_Exercise requirements_: Reproduce every item below word for word, leaving out the pictures.

Data records:
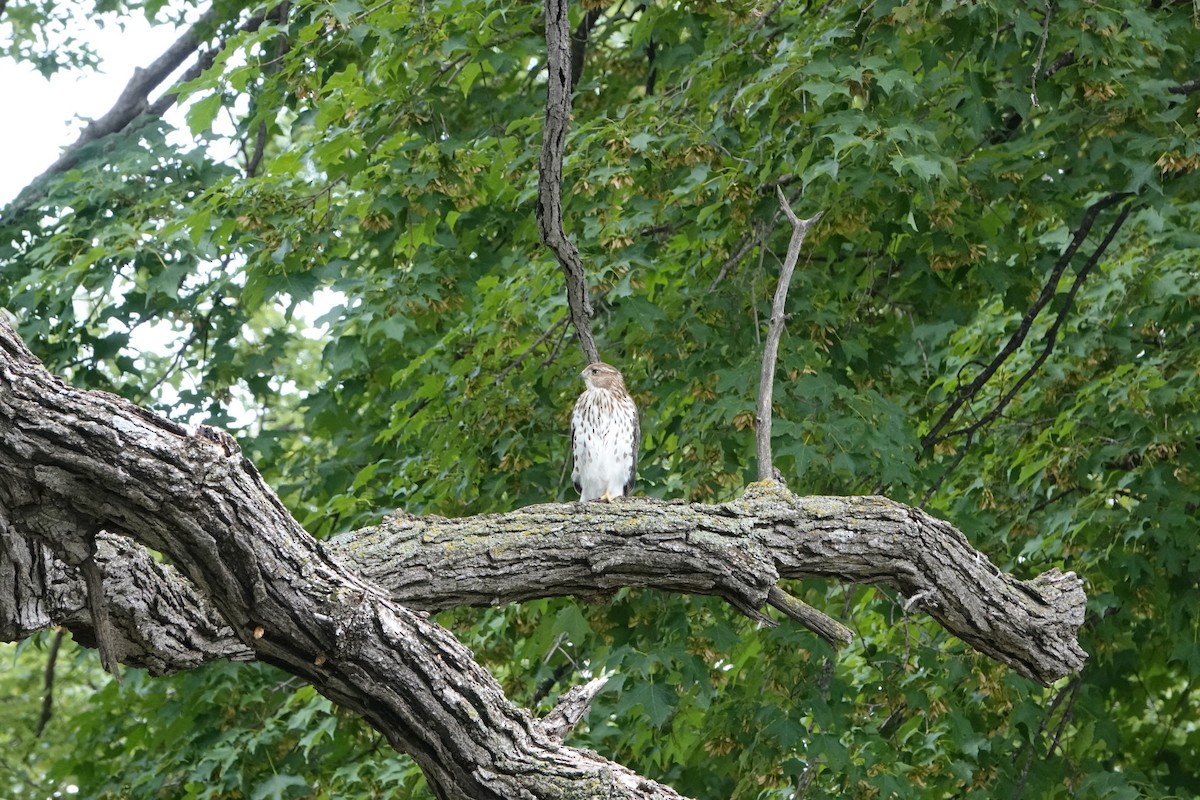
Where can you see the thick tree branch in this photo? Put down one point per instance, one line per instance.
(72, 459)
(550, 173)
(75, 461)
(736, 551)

_Output for this exercise_:
Where can you see the thick tree branch in this photo? Put down one point per instance, one line per instance.
(72, 459)
(550, 173)
(75, 461)
(736, 551)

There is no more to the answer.